## START
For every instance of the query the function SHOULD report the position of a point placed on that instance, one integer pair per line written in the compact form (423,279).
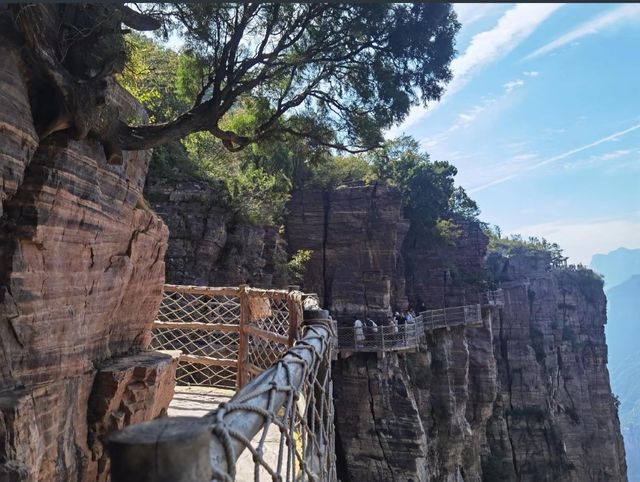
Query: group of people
(393,321)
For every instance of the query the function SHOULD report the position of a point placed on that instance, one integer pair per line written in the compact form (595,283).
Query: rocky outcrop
(81,274)
(355,234)
(208,245)
(126,391)
(524,397)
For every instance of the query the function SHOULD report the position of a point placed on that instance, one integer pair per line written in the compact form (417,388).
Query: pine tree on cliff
(333,74)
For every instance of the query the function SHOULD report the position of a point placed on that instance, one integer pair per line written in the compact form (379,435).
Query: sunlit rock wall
(81,275)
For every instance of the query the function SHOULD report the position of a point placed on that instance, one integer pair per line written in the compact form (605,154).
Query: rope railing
(452,316)
(381,338)
(406,336)
(493,298)
(226,335)
(291,401)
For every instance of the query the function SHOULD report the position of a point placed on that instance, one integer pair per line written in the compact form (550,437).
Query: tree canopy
(336,74)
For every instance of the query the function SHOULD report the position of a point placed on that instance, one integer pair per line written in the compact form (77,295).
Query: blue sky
(542,120)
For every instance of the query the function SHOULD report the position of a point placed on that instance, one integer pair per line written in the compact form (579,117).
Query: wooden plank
(202,290)
(293,305)
(195,325)
(210,361)
(266,335)
(243,347)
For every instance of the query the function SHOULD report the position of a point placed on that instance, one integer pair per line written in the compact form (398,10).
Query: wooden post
(243,347)
(294,315)
(172,449)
## END
Direction: Repeat each record exactly as shown above, dropping all images.

Reply:
For every instance of the query the function SHOULD report the position of a point placed on that instance, one integer pair per line written in the compact form (423,279).
Query: group of people
(393,321)
For every instance of the query the function SHOULD report the position of a point placed on that instance, one integer pair per line written in the compact form (595,283).
Query: rocky outcrop
(81,274)
(355,234)
(208,245)
(126,391)
(524,397)
For every instance of the query the function SHOULD report the position of a point placed on that instance, one integer pair per line written in the compact form (417,388).
Query: pine tree on cliff
(333,74)
For every instance of the query the function SHOULD report the position of a point placed on that instance, one integer pair per line written in the compact form (379,435).
Query: sunlit rock wall
(81,275)
For every instance of the query the function SHOULD report the position of a point placed on that instance, one integer pair per line written in the compact form (605,154).
Query: rope railing
(452,316)
(381,338)
(406,336)
(493,298)
(226,335)
(291,401)
For every instance of the query the function SHOULD report the position of a point placed on that instance, one integer pair per line written in the compact form (550,437).
Query: tree canopy
(336,74)
For every instance of the query the function SHOULD report the position of a point placed on that instance, one integer pair per line written in the compact form (77,295).
Query: blue sky
(542,120)
For every instance of the query the function SHOULD report the position of a point placed on that instance, one integer pair per line written in the compact form (579,117).
Query: wooden plank
(202,290)
(293,305)
(195,325)
(210,361)
(266,335)
(243,347)
For every instance of the query the function SHOULD report the position of a point placed on that instance, one integer pair per line written in the compact form (398,10).
Query: wooden post
(243,347)
(294,315)
(172,449)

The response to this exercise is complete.